** begin RECORDS SUPPLIED **

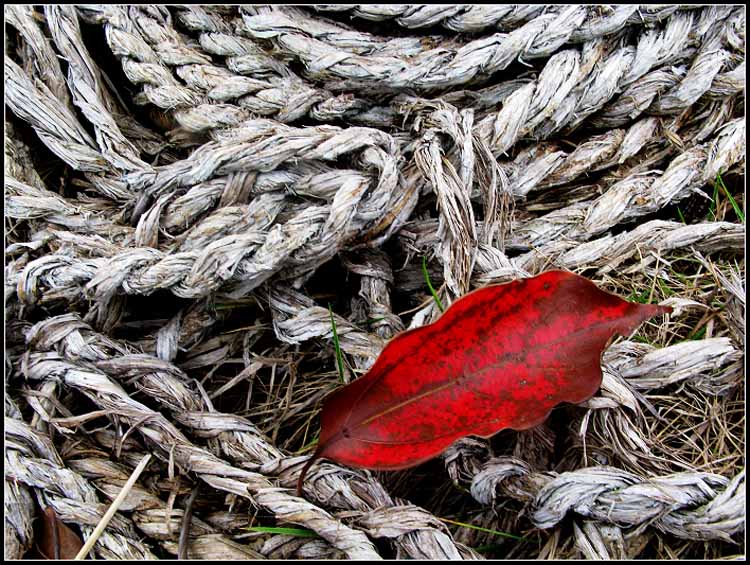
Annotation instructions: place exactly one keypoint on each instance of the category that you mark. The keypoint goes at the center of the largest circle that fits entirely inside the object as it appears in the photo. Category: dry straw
(188, 189)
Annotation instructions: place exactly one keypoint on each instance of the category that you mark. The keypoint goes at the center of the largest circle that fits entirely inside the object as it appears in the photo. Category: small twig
(185, 530)
(116, 503)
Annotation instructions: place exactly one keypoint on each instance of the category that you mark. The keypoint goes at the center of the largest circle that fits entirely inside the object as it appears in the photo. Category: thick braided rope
(441, 68)
(689, 505)
(60, 131)
(241, 441)
(168, 442)
(32, 460)
(600, 20)
(289, 97)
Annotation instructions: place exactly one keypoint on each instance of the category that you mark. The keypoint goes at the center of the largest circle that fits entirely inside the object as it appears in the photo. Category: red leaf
(500, 357)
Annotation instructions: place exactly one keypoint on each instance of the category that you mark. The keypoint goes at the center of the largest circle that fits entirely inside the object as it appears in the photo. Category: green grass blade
(732, 201)
(339, 357)
(429, 284)
(299, 532)
(486, 530)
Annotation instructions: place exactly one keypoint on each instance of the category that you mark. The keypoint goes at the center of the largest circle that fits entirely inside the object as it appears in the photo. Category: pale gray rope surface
(32, 460)
(600, 20)
(702, 39)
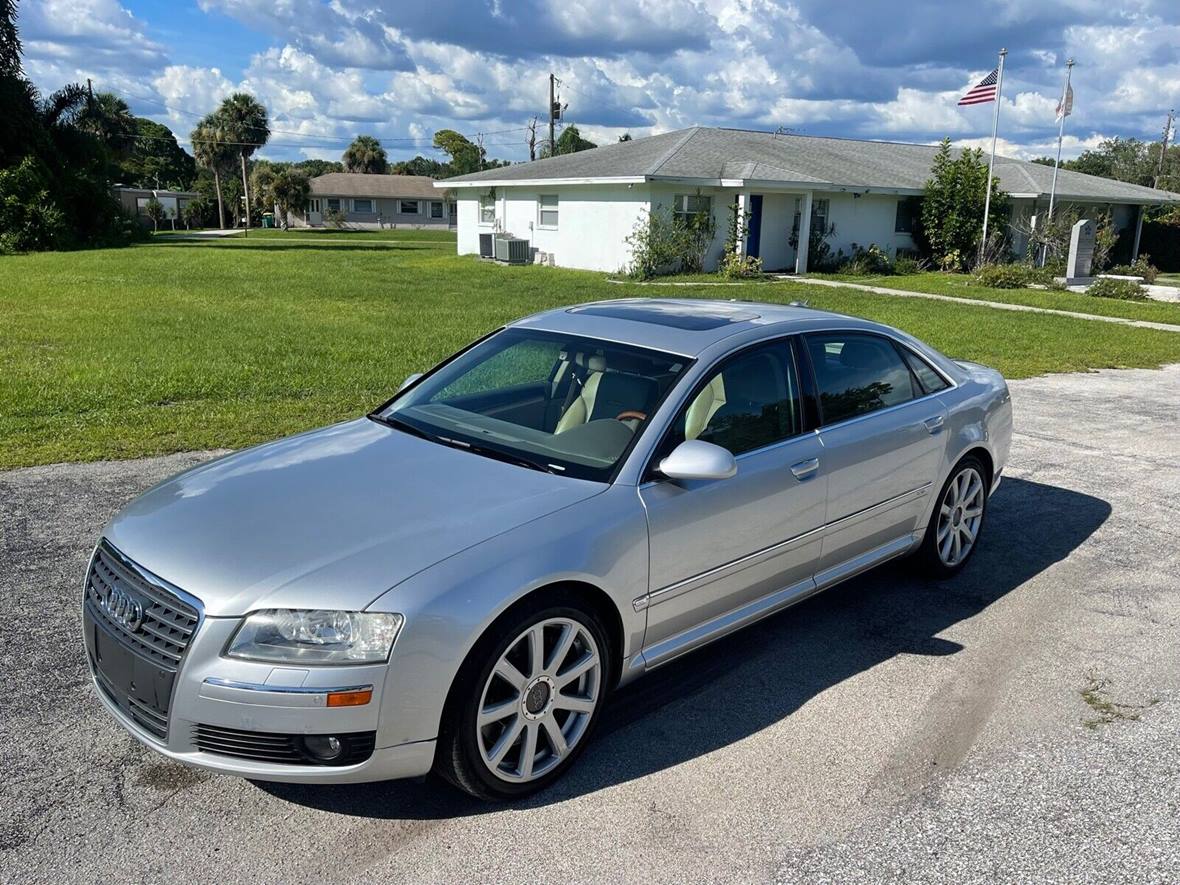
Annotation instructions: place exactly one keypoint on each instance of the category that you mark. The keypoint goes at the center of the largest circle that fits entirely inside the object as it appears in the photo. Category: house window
(546, 210)
(819, 216)
(687, 207)
(909, 212)
(486, 209)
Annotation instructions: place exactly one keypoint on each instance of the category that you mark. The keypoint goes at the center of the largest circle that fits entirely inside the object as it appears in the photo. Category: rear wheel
(954, 531)
(525, 701)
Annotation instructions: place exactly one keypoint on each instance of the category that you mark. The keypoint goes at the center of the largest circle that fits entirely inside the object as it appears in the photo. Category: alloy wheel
(959, 516)
(539, 700)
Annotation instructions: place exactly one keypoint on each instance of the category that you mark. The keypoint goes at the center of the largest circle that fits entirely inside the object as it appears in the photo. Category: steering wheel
(629, 414)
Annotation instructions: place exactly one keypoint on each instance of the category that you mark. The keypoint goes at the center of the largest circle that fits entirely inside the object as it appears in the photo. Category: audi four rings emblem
(124, 608)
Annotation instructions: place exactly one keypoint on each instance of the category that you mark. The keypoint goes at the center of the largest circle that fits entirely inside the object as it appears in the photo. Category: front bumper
(263, 697)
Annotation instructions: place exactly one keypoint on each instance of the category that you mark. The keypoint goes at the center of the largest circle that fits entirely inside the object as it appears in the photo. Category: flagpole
(1061, 135)
(991, 163)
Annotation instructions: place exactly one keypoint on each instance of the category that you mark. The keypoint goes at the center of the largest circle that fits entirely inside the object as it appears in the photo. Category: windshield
(558, 402)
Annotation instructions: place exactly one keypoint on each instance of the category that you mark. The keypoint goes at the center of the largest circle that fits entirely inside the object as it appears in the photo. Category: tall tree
(952, 207)
(10, 39)
(214, 153)
(290, 189)
(465, 156)
(366, 155)
(156, 159)
(246, 124)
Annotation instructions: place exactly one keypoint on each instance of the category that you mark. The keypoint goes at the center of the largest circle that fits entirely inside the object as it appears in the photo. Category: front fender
(601, 541)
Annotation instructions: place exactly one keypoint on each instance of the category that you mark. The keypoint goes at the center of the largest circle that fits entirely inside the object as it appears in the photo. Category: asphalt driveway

** end RECORDS SUPPLIED **

**WRITTEN REQUEST**
Nothing in the entries above should change when they are printed again, except that the pictures are dropped.

**OUTPUT**
Annotation instructions: place exactly one keypoint on each instance of the category that you mark. The keypoint goes at the center of the largest circle that fits entirely inside the object as it appears in the photo. Category: dry straw
(188, 189)
Annotation instructions: place exactly one keypoint on each instance of the category that you mark. The keypoint goes at the center of the largest circle that fits entirely inside the object as it appears in the photo. Category: small twig
(185, 530)
(116, 503)
Annotation instructions: place exactly one keypoint on each instance of the category that you mark. The keypoint goes at the center of the largest circle that fits entirely inside the object as it appears in the photo. Category: thick braided rope
(441, 68)
(689, 505)
(60, 131)
(241, 441)
(168, 442)
(32, 460)
(600, 20)
(289, 97)
Annotation instructions: place exactly one keypoint on each instance of the category that you mark. The keypoint goes at the center of the largest circle that fits entirely inside the object as it appears in the photo. Category: red leaf
(500, 357)
Annotation instructions: place exactly one keypoint on each instance of the category that you mark. The keypoint goes at the center of the largest circle that fits entirely inside the object as it appears in the photo. Category: green grass blade
(732, 201)
(339, 357)
(429, 284)
(299, 532)
(486, 530)
Annotation instructions: place exactly one keypoint on each instance of the category that you mark. The keypoint goes at the center of the largest circle that fits entirely inside the object as it appears in the photo. Category: pale gray rope surface
(32, 460)
(600, 20)
(702, 39)
Annotation instructions: place exactly one keypoint on each instance of the category that you mark. The keypoint goes at the center of the largest circle that fits entirely inside the object as it appears in the photo. Category: house window
(546, 210)
(819, 216)
(687, 207)
(909, 212)
(486, 209)
Annotation instructions: place exactly one keypoint on each instance of the category that you mark. The keypoint goes at the center of the largest circle that fits entirely inside the object as it appears in the photo. Category: rear wheel
(954, 531)
(525, 701)
Annotation instructions: place exactly one keypoint on each instance of the category that you mark. The keypoint goes at the center of the largest circle that fits entirely inside the object as it appears in the photo. Category: alloy wheel
(959, 516)
(539, 700)
Annotation instructions: place exactly one keypoint on each instance of the category that you mark. The keypoint goes at the center of the largest circle that fits entirely inside the object as it appears in the photo. Category: steering wheel
(629, 414)
Annotation instructions: place exactly one keypoint on each instance of the category that you mark. The keypoint goes at the center of the largest circle that fits entirely inside the object as it appears in the photo. Category: audi four rings emblem
(124, 608)
Annotation instructions: place exactly one keypoint on each instance of the category that you mark. The keypoint goes at the center of the largest circle that fits entirely inside the object as it appears in the photo. Category: front bumper
(263, 697)
Annotation instructions: place exactly one keypoint on each instance of the category that you mark. The keypoint goes at the center of the largest circle that fits entirely inside the object as it appears in the photo. Category: flagpole
(1061, 135)
(991, 163)
Annotation instructions: place exactly one keypoint on each instance of the category that you mark. The keypoint goes at the center of the largest circle that fits entirely inside the object as it appears in the photo. Category: windshield
(558, 402)
Annotation instructions: place exactly one keypoint on each instance of the category that you mark. The keypoint goes at the center of the largest circle that fits entirely inside the object as it appears in the photo. Category: tall tree
(952, 207)
(10, 39)
(214, 153)
(290, 189)
(465, 156)
(366, 155)
(156, 159)
(246, 124)
Annotation instructions: place exactly one keypoint on each instance of the category that you mark. The keypoint goes at the center of the largest circle that fits entirely inside the object as it appears in the photo. Category: front fender
(601, 541)
Annotation instructions: place exactly one keypoint on each instance of the category that you mark. The keypoint goes at the center of the largest circle that fits entirely inside the object as it appears in the photo. Category: asphalt driveway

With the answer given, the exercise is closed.